Supplied data —

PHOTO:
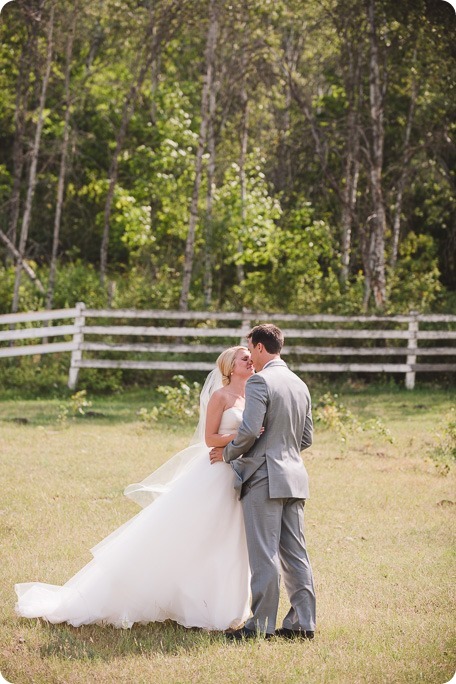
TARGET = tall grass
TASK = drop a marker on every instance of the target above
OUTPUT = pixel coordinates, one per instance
(380, 528)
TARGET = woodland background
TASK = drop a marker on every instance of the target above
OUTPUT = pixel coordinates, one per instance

Task item — Print every record exactly, without the pictures.

Written response —
PHOTO:
TARGET = tall grass
TASK = drop a marker on every instance of the target above
OUTPUT = pixel coordinates, one per instance
(380, 528)
TARGET = woodland background
TASK = drop a marker on every instance of the target above
OUTPUT = pixel coordinates, one per instance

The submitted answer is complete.